GIVEN RECORDS ▸
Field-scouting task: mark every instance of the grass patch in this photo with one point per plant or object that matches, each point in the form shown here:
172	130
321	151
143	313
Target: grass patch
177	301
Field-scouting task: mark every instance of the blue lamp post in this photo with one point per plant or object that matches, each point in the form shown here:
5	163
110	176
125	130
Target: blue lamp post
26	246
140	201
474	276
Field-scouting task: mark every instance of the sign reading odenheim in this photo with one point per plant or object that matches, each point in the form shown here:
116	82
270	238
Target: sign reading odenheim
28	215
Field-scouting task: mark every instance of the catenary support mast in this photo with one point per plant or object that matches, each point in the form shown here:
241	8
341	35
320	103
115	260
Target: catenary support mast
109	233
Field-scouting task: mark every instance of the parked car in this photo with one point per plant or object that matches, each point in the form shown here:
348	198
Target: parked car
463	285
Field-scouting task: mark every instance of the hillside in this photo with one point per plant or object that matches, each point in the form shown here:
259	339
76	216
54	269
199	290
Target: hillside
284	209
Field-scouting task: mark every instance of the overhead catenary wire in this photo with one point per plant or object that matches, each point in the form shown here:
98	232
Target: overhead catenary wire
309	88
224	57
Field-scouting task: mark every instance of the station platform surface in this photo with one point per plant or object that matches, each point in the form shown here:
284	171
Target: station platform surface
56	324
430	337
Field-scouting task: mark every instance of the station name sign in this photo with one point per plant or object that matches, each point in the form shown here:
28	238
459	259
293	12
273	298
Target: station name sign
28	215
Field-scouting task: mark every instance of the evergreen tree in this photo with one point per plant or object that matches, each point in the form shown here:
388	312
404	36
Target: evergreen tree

THE PROBLEM ▸ Format every line of the items above as a Markdown table with the columns Number and Text. Number the lines in order and skip blank lines.

RESULT ▸
| Number | Text |
|---|---|
| 1 | Field-scouting task: mark every instance of the grass patch in this photo with one point per plant or object that matches, each point in the form shown here: |
| 2 | 172	130 |
| 3 | 321	151 |
| 4 | 143	313 |
| 5 | Target: grass patch |
| 6 | 177	301 |
| 7 | Field-scouting task: mark every instance of the blue lamp post in this photo with one point per plant or object that matches, each point in the form shown here: |
| 8 | 5	163 |
| 9 | 110	176 |
| 10 | 125	130 |
| 11 | Target: blue lamp post |
| 12 | 26	246 |
| 13 | 140	201 |
| 14 | 474	276 |
| 15 | Field-scouting task: mark every instance of the sign reading odenheim in this photo with one point per plant or object that matches, each point in the form shown here: |
| 16 | 116	82 |
| 17 | 270	238 |
| 18 | Target: sign reading odenheim |
| 19 | 28	215 |
| 20 | Field-scouting task: mark every instance of the catenary support mast in this photo with one point per plant or object that matches, each point in the form shown here: |
| 21 | 241	8 |
| 22 | 341	35 |
| 23 | 320	103 |
| 24 | 115	260 |
| 25 | Target: catenary support mast |
| 26 | 109	233 |
| 27 | Field-scouting task: mark every instance of the parked car in this photo with one point per plant or object that matches, each point in the form shown here: |
| 28 | 348	198 |
| 29 | Target: parked car |
| 30 | 463	285 |
| 31 | Field-scouting task: mark every instance of the hillside in this photo with one point per plant or object that matches, each point in the form shown here: |
| 32 | 259	339 |
| 33 | 76	216 |
| 34 | 54	269 |
| 35 | 199	290 |
| 36 | Target: hillside |
| 37 | 284	209 |
| 38 | Field-scouting task: mark every instance of the overhead catenary wire in this photo with one point per plant or object that matches, each point in the form shown here: |
| 39 | 98	232 |
| 40 | Target: overhead catenary wire |
| 41 | 309	88 |
| 42 | 224	57 |
| 43 | Field-scouting task: mark every instance of the station platform surface in this photo with one point per plant or object that matches, each point in the form shown here: |
| 44 | 284	171 |
| 45 | Target: station platform surface |
| 46 | 56	324 |
| 47 | 430	337 |
| 48 | Field-scouting task: mark every instance of the station name sign in this photo with one point per plant or object that matches, each point in the form shown here: |
| 49 | 28	238 |
| 50 | 459	259 |
| 51 | 293	12 |
| 52 | 273	298 |
| 53 | Target: station name sign |
| 54 | 28	215 |
| 55 | Field-scouting task: mark every instance of the evergreen tree in this photo with one point per plant or object that matches, each point in the form shown here: |
| 56 | 388	312 |
| 57 | 404	36 |
| 58 | Target: evergreen tree |